§ SUPPLIED TEXT
The two concepts are certainly related in the common implementation of virtual memory. However, this is a convenient artifact of the implementation, since the hardware page table is only accessible by the kernel.

Consider how to implement them separately, on an x86 machine: You could isolate programs' memory using page tables without ever swapping to disk (sandboxing without virtualization). Alternatively, you could implement full virtual memory, but also give application-level access to the hardware page table so they could see whatever they wanted (virtualization without sandboxing).

Andres Jaan Tack
A: 

Sandboxing is limiting access by a particular program. Virtualization is a mechanism that can be used to help do this but sandboxing is acheived with other mechanisms as well, and likewise virtualization has uses besides sandboxing. Sandboxing is a "what", virtualization is a "how".

Logan Capaldo
+1  A: 

There are actually 3 concepts that you are muddling up here. The first and foremost is what what is provided by the OS and what it does is it separates the memory space for applications running in parallel. And it is called virtual memory.

§ DATA LISTING
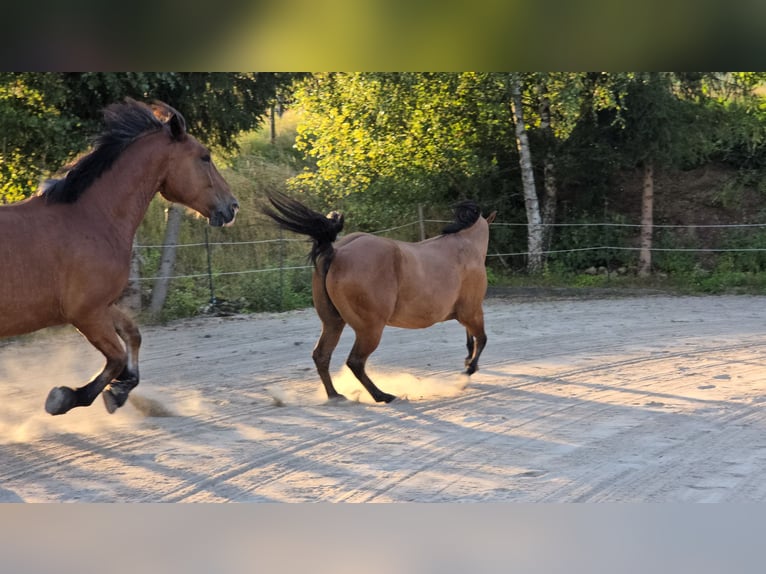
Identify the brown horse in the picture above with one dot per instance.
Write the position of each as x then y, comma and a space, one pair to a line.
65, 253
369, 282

==

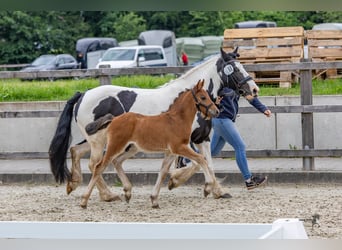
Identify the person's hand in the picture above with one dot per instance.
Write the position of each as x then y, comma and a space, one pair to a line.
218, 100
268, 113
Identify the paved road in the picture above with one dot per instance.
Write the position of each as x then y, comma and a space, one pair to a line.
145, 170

§ SET EXERCISE
Can you reproduce the passage on sandboxing and virtualization in full, word for word?

§ ANSWER TO THIS EXERCISE
The two concepts are certainly related in the common implementation of virtual memory. However, this is a convenient artifact of the implementation, since the hardware page table is only accessible by the kernel.

Consider how to implement them separately, on an x86 machine: You could isolate programs' memory using page tables without ever swapping to disk (sandboxing without virtualization). Alternatively, you could implement full virtual memory, but also give application-level access to the hardware page table so they could see whatever they wanted (virtualization without sandboxing).

Andres Jaan Tack
A: 

Sandboxing is limiting access by a particular program. Virtualization is a mechanism that can be used to help do this but sandboxing is acheived with other mechanisms as well, and likewise virtualization has uses besides sandboxing. Sandboxing is a "what", virtualization is a "how".

Logan Capaldo
+1  A: 

There are actually 3 concepts that you are muddling up here. The first and foremost is what what is provided by the OS and what it does is it separates the memory space for applications running in parallel. And it is called virtual memory.